Can you extract every line of the records below, reproducing each one character for character?

** START OF GIVEN RECORDS **

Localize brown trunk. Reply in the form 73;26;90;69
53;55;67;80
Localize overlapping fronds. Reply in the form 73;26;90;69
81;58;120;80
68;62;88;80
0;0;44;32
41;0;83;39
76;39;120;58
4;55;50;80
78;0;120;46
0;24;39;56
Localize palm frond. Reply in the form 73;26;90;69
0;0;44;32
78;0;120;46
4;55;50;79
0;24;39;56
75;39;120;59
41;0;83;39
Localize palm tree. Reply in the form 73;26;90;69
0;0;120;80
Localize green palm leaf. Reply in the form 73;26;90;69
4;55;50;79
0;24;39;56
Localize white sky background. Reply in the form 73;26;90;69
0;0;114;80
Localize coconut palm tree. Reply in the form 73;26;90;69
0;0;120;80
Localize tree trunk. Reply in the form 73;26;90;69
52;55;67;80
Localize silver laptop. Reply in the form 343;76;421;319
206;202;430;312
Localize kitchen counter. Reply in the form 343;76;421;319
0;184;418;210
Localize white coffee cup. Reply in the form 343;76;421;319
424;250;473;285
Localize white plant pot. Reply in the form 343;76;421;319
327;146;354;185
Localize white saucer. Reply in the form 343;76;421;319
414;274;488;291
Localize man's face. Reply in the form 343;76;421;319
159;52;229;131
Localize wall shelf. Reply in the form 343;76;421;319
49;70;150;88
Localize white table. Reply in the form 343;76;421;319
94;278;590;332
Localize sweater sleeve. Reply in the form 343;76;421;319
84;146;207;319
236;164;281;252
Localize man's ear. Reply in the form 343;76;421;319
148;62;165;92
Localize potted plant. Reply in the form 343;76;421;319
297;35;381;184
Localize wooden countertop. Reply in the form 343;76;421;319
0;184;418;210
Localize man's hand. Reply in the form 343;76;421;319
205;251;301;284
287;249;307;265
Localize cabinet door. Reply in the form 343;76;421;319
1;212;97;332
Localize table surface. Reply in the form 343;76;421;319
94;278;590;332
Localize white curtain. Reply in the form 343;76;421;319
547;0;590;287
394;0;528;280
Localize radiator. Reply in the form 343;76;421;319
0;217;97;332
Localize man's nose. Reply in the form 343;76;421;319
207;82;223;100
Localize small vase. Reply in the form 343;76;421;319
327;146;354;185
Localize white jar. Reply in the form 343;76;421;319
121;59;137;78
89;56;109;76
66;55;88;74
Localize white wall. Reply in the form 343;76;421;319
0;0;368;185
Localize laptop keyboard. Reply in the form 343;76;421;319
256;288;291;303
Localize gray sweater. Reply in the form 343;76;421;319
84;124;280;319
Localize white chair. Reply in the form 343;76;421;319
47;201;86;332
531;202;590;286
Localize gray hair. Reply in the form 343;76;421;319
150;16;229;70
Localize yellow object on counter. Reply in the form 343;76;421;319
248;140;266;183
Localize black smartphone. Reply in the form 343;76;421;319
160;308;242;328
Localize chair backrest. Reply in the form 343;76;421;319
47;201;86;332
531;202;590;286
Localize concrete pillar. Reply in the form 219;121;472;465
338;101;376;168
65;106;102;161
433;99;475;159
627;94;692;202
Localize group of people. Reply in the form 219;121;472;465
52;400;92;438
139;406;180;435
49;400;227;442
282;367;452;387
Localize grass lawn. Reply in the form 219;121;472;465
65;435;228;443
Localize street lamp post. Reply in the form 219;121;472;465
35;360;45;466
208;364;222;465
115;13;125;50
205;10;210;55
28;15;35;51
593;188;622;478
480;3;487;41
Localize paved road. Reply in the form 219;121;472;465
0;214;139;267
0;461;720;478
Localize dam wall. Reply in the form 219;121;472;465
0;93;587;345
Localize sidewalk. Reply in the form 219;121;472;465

** END OF GIVEN RECORDS **

# COMPLETE RESPONSE
Localize brown trunk. Reply in the form 73;26;90;69
53;55;67;80
Localize overlapping fronds. Reply in the form 73;26;90;69
81;58;120;80
68;62;88;80
0;0;44;32
41;0;83;39
76;39;120;58
4;55;50;80
78;0;120;46
0;24;39;56
Localize palm frond. Reply in the form 73;26;90;69
0;0;44;32
78;0;120;46
4;55;50;79
0;24;39;56
75;39;120;59
41;0;83;39
Localize palm tree. Reply in the form 73;26;90;69
0;0;120;80
Localize green palm leaf. Reply in the form 73;26;90;69
4;55;50;79
0;24;39;56
Localize white sky background. Reply in the form 73;26;90;69
0;0;114;80
Localize coconut palm tree. Reply in the form 73;26;90;69
0;0;120;80
Localize tree trunk. Reply in the form 73;26;90;69
52;55;67;80
Localize silver laptop. Reply in the form 343;76;421;319
206;202;430;312
Localize kitchen counter. Reply in the form 343;76;421;319
0;184;418;210
Localize white coffee cup. Reply in the form 343;76;421;319
424;250;473;285
Localize white plant pot. Reply in the form 343;76;421;319
327;146;354;185
Localize white saucer. Reply in the form 343;76;421;319
414;274;488;291
Localize man's face. Reply in the form 343;76;421;319
159;52;229;131
Localize wall shelf. Reply in the form 343;76;421;319
49;70;150;88
Localize white table. Reply in the form 343;76;421;319
94;278;590;332
Localize sweater sleeve. Reply in the form 343;76;421;319
84;146;207;319
236;164;281;252
Localize man's ear. Reply in the form 343;76;421;319
148;62;165;92
Localize potted plant. Reply in the form 343;76;421;319
297;35;381;184
Localize wooden countertop. Reply in the form 343;76;421;319
0;184;418;210
Localize man's hand. Reply in the form 343;76;421;319
205;251;301;284
287;249;307;265
Localize cabinet door. Reply in the form 343;76;421;319
1;212;97;332
Localize table surface. Reply in the form 343;76;421;319
94;278;590;332
Localize white curtain. Reply in the form 343;76;421;319
547;0;590;287
394;0;528;280
Localize radiator. Reply in the form 343;76;421;319
0;217;97;332
Localize man's nose. Reply in the form 343;76;421;319
207;82;223;100
Localize small vase. Reply in the form 343;76;421;319
327;146;354;185
Localize white jar. Reply in the form 343;76;421;319
121;59;137;78
89;56;109;76
66;55;88;74
Localize white wall. Reply in the form 343;76;421;319
0;0;368;185
Localize laptop keyboard. Reply in the form 343;76;421;319
256;288;291;303
Localize gray sweater. Reply in the form 343;76;421;319
84;124;280;319
Localize white chair. Reply in the form 343;76;421;319
47;201;86;332
531;202;590;286
Localize gray hair. Reply in the form 343;76;421;319
150;16;229;70
Localize yellow object on counter. Reply in the form 343;76;421;319
248;140;266;183
Localize black smartphone. Reply in the form 343;76;421;319
160;308;242;328
Localize chair backrest. Reply in the form 343;76;421;319
47;201;86;332
531;202;590;286
Localize concrete pillar. Reply in the form 219;121;472;465
338;101;376;168
65;106;102;161
433;99;475;159
627;94;692;202
Localize group of people. Reply in the form 219;121;472;465
52;400;92;438
139;406;180;435
49;400;227;442
282;367;452;387
Localize grass lawn. Reply in the form 219;121;472;465
65;435;228;443
Localize street lamp post. Reply in the form 219;121;472;465
35;360;45;466
208;364;222;465
115;13;125;50
205;10;210;55
28;15;35;51
593;188;622;478
480;3;487;41
Localize paved road. Reply in the form 219;121;472;465
0;214;139;267
0;461;720;478
Localize dam wall. Reply in the form 219;121;472;465
0;93;587;345
Localize sidewalk. Reply in the form 219;121;472;465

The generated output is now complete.